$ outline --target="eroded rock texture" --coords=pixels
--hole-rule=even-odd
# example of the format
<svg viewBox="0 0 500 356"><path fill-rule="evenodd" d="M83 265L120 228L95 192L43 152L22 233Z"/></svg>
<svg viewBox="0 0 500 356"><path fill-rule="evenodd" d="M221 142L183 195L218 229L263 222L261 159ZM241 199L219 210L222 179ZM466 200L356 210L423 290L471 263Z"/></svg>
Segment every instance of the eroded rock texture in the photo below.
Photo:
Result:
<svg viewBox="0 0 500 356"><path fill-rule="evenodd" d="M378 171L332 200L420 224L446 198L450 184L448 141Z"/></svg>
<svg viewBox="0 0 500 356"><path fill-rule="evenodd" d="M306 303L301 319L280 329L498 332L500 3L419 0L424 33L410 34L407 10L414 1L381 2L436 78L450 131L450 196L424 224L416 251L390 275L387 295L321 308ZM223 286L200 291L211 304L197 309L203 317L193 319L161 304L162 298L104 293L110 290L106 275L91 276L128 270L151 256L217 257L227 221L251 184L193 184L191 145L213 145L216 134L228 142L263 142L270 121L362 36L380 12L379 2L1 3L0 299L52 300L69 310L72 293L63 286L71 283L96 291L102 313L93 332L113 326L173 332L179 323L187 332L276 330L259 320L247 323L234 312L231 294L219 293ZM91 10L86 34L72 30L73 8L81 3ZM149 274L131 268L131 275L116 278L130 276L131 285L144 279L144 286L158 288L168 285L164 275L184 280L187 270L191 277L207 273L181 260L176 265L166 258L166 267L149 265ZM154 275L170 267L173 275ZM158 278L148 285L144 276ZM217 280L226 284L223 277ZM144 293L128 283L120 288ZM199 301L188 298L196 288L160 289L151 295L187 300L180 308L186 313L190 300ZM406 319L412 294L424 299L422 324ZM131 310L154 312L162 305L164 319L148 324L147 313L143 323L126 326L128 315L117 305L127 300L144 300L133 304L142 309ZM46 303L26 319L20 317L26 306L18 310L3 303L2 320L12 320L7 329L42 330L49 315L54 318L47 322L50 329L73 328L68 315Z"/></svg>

The problem ▸ Recast all of the data above as a JSON list of strings, one string per line, with blank lines omitted.

Response ▸
[
  "$ outline --target=\"eroded rock texture\" --coords=pixels",
  "--hole-rule=even-odd",
  "# example of the format",
  "<svg viewBox=\"0 0 500 356\"><path fill-rule=\"evenodd\" d=\"M83 265L120 228L95 192L43 152L22 233Z\"/></svg>",
  "<svg viewBox=\"0 0 500 356\"><path fill-rule=\"evenodd\" d=\"M221 142L183 195L218 229L263 222L261 159ZM241 199L219 210L222 179ZM466 200L356 210L423 290L471 263Z\"/></svg>",
  "Segment every instance of the eroded rock texture in the photo below.",
  "Photo:",
  "Result:",
  "<svg viewBox=\"0 0 500 356\"><path fill-rule=\"evenodd\" d=\"M378 171L332 200L420 224L446 198L450 184L448 141Z\"/></svg>",
  "<svg viewBox=\"0 0 500 356\"><path fill-rule=\"evenodd\" d=\"M306 303L301 319L280 329L498 332L500 3L419 0L424 33L410 34L407 10L414 1L381 2L436 78L450 131L450 196L424 224L416 251L390 275L387 295L321 308ZM223 286L200 291L211 304L197 309L203 317L193 319L161 304L162 298L104 293L110 290L106 275L91 276L128 270L151 256L217 257L227 221L251 184L193 184L191 145L213 145L216 134L228 142L263 142L270 121L362 36L380 12L379 2L1 3L0 299L52 300L69 310L72 293L63 286L71 283L96 291L102 313L93 332L113 326L173 332L179 323L187 332L276 330L259 320L247 323L234 312L231 294L219 293ZM91 10L86 34L72 30L73 8L81 3ZM149 274L131 268L131 275L116 278L130 276L131 285L144 279L144 286L158 288L168 285L164 275L184 280L187 270L191 277L207 273L181 260L176 265L166 258L166 267L149 265ZM154 275L170 267L173 275ZM158 278L148 285L144 276ZM217 280L226 284L223 277ZM144 293L128 283L120 288ZM199 301L188 298L196 288L160 289L151 295L187 300L180 308L186 313L190 300ZM406 319L412 294L424 299L422 324ZM131 310L154 312L162 305L164 319L148 324L147 313L143 323L126 326L128 315L117 305L127 300L144 300L133 304L142 309ZM46 303L26 319L20 317L26 306L18 310L3 303L2 320L12 320L7 329L42 330L49 315L54 318L47 322L50 329L73 328L68 315Z\"/></svg>"
]